▶ **Your objective**
Print the line that contains "[1271, 160]" and every line that follows it in the data below, ending with the final line; include nothing else.

▶ **Point-per-instance localization data**
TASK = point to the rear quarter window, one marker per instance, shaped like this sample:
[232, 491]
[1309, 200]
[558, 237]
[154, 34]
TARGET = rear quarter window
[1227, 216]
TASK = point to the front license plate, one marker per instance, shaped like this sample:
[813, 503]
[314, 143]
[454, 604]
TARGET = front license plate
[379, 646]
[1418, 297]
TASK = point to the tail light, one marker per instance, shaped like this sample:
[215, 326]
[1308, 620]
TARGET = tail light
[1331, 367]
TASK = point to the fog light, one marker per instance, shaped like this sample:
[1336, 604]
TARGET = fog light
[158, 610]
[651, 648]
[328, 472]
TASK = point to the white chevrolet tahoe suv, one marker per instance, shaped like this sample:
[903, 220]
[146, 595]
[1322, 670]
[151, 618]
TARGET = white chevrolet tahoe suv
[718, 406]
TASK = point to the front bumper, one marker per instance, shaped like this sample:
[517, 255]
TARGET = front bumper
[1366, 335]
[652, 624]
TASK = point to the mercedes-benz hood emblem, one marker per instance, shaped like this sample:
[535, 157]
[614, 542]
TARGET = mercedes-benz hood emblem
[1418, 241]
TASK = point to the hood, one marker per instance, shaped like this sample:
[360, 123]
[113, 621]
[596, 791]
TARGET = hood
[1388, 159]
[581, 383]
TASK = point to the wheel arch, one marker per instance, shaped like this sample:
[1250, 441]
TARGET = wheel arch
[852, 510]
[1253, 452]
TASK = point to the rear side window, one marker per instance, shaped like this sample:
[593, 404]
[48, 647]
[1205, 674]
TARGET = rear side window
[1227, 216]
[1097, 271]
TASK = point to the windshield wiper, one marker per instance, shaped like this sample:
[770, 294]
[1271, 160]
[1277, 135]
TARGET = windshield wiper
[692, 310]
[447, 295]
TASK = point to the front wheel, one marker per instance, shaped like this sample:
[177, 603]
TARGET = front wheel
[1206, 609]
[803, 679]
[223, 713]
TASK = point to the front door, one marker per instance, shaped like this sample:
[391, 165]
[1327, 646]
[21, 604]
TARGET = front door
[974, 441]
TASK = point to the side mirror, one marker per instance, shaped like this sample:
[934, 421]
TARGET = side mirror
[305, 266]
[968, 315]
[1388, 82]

▶ **Result for this task**
[1271, 160]
[1277, 135]
TARGET = windshield wiper
[692, 310]
[447, 295]
TASK = point to the front wheel, one marker per instance, shaped like this sample:
[177, 603]
TARGET = front wheel
[1206, 609]
[803, 679]
[223, 713]
TASK = point to the front door, one marker per instance, shaped like this sample:
[391, 165]
[1327, 646]
[21, 604]
TARGET = front door
[974, 441]
TASK = point to the side mirror, one marker per instance, shaped like this sample:
[934, 421]
TARGET = side mirror
[305, 266]
[968, 315]
[1388, 82]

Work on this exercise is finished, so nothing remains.